WHAT YOU NEED TO DO -
Report every line of the data below that contains the word "bare", matching case exactly.
— start —
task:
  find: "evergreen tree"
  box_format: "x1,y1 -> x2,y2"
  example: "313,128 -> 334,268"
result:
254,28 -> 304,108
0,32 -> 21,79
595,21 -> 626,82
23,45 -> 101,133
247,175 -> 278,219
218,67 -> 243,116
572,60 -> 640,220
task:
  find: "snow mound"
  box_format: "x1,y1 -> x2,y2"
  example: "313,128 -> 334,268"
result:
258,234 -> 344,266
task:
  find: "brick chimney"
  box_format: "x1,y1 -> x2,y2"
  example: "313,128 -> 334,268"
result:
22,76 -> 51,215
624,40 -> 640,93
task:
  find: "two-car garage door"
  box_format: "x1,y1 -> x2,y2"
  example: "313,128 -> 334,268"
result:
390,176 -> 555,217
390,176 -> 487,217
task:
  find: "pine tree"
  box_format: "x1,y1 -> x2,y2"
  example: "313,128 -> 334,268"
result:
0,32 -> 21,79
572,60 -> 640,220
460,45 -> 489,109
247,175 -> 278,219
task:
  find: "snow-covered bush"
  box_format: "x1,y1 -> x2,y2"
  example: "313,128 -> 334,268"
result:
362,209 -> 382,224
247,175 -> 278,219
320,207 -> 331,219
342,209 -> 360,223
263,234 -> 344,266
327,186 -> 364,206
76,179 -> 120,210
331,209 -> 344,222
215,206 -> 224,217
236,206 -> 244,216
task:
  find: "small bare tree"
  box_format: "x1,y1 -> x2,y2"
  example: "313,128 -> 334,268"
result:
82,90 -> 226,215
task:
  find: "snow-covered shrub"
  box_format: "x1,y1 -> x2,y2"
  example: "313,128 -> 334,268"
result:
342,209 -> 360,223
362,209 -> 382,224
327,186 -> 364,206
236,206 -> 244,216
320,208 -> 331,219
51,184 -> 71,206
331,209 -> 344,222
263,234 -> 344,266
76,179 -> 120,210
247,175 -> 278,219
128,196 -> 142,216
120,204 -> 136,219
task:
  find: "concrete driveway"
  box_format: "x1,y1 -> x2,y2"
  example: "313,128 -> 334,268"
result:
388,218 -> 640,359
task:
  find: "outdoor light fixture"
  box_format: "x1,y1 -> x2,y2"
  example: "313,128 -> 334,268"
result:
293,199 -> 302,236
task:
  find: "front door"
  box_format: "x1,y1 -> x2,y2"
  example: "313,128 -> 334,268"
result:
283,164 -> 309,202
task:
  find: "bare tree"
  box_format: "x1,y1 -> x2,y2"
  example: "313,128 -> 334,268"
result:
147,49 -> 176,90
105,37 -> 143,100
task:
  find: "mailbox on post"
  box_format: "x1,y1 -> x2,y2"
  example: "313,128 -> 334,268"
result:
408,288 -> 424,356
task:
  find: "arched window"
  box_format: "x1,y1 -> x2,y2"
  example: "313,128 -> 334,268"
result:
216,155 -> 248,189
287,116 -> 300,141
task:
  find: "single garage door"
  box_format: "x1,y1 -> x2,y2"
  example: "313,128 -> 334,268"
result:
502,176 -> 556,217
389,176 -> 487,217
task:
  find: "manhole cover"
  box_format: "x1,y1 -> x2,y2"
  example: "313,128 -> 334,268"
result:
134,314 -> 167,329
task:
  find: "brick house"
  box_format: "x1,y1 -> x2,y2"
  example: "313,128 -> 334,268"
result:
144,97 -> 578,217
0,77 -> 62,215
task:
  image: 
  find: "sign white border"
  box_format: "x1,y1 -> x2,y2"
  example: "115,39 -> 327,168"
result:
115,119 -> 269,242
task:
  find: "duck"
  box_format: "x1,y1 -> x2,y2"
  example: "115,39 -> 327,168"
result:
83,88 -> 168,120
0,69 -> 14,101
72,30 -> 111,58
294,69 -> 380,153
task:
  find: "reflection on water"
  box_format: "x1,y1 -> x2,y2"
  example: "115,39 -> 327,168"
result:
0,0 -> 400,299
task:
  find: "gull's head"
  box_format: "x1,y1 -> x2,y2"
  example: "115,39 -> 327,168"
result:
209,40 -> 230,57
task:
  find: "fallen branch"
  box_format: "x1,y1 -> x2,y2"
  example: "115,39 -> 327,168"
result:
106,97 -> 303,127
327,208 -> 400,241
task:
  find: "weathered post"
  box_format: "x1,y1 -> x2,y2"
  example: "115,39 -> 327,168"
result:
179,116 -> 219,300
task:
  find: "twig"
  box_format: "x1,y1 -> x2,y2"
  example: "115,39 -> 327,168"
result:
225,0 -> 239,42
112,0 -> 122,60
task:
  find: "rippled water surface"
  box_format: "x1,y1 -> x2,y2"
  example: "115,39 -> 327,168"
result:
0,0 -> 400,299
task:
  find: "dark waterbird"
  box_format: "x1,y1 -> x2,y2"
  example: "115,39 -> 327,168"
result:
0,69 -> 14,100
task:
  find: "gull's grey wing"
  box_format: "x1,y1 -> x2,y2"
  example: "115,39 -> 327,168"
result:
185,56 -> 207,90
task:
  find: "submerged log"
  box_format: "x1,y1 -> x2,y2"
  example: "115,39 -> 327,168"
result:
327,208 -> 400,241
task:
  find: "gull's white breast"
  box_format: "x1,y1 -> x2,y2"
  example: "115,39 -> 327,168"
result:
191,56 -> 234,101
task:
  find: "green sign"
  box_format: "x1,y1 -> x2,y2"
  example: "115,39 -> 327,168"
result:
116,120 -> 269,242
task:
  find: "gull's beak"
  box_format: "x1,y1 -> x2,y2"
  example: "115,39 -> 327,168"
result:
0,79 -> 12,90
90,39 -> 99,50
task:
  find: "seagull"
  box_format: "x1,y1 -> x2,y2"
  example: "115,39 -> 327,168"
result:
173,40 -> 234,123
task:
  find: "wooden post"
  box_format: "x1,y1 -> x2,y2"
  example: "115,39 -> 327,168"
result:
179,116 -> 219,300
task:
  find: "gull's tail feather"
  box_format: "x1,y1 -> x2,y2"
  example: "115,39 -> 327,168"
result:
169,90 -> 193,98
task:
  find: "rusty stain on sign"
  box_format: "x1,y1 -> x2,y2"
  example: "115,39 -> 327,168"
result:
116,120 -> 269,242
— end —
— start —
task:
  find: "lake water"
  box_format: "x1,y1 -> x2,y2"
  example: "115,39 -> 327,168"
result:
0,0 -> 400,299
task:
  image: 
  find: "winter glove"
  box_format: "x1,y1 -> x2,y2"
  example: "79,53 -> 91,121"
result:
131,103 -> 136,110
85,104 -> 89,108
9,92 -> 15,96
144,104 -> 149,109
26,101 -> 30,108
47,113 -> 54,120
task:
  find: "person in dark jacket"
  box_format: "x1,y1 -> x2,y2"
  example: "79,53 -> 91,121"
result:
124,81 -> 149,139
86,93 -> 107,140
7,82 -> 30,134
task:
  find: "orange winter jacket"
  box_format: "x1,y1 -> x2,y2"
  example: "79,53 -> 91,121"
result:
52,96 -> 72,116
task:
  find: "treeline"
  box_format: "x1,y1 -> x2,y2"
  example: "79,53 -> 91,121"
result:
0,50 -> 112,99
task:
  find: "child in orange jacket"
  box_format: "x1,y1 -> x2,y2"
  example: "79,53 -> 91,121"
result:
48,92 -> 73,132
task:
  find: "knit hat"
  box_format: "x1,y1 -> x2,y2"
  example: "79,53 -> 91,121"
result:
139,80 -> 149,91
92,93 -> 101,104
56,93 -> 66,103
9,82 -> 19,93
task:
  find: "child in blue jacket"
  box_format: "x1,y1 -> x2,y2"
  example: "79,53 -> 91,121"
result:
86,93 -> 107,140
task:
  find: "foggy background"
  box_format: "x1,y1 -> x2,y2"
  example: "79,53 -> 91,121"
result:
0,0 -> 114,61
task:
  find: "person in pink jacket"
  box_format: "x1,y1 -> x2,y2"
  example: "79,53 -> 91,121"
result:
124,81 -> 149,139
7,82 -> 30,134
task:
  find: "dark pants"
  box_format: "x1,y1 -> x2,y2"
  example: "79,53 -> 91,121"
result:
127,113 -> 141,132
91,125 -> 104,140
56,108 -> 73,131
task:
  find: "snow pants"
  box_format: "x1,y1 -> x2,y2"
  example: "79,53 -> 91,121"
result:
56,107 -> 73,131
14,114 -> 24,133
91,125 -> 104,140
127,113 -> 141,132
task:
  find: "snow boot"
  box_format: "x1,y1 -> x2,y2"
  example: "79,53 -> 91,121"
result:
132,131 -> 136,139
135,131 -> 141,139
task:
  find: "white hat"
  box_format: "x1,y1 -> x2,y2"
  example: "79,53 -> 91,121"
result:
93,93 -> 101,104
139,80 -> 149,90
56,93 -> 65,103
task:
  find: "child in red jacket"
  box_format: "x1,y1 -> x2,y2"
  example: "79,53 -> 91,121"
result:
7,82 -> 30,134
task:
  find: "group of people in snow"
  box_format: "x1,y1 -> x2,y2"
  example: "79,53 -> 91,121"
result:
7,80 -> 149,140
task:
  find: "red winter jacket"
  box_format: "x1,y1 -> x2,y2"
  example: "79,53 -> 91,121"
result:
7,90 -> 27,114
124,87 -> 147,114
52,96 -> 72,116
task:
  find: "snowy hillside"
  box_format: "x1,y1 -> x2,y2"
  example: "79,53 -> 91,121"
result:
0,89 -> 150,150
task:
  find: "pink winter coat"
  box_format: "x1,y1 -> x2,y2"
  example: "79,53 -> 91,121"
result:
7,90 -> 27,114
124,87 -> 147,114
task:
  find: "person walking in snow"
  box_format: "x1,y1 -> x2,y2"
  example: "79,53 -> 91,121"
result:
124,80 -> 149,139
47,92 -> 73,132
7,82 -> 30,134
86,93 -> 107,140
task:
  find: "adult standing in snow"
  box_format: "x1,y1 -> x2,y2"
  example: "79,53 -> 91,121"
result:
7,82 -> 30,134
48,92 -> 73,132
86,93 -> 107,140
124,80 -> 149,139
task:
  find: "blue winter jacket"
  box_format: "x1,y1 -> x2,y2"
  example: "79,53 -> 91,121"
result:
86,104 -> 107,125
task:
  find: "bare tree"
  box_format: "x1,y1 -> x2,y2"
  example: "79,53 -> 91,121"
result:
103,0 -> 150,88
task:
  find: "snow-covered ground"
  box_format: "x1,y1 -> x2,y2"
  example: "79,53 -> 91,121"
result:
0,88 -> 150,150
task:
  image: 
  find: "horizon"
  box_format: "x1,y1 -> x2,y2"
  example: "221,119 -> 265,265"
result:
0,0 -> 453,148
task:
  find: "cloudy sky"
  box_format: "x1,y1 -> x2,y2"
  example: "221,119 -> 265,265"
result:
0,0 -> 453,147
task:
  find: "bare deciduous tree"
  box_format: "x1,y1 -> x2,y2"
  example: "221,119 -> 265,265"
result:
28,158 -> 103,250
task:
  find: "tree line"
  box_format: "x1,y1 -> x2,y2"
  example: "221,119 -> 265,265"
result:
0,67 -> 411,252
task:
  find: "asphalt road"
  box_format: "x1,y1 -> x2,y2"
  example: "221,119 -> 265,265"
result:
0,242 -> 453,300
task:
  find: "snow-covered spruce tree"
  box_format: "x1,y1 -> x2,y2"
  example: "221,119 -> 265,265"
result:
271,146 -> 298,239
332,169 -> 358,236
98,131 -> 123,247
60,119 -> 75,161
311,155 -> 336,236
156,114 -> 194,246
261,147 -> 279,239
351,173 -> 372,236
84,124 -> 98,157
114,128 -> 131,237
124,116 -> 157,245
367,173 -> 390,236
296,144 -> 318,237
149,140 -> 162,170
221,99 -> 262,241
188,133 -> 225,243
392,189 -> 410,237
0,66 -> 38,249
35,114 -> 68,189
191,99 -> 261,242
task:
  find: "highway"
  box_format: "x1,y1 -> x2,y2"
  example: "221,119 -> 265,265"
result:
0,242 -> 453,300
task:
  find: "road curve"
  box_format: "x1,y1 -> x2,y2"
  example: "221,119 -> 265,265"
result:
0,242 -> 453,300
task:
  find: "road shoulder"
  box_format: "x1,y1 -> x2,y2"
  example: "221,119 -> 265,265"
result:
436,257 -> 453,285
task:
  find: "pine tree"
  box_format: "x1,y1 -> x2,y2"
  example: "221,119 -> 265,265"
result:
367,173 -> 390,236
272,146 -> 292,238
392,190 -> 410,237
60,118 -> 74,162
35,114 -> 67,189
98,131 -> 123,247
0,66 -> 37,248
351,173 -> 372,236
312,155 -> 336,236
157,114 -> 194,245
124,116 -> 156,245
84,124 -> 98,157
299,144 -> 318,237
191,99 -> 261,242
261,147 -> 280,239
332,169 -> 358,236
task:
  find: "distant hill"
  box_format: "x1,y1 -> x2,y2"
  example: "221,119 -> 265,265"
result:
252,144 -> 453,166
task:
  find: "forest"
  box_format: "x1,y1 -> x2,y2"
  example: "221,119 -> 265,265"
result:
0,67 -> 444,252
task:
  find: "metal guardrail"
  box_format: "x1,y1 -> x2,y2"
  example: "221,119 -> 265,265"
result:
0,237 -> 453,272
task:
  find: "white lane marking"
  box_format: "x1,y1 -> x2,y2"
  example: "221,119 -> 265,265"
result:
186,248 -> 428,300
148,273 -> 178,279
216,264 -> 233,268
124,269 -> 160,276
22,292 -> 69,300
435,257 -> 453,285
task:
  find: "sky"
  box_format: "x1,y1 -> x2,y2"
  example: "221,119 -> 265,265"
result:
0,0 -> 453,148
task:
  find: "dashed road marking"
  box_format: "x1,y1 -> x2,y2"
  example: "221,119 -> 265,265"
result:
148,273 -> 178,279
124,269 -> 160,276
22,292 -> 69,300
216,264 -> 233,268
— end —
RESPONSE -
  find: "small bare tree"
  find: "bare tree"
  find: "bare tree"
  find: "bare deciduous tree"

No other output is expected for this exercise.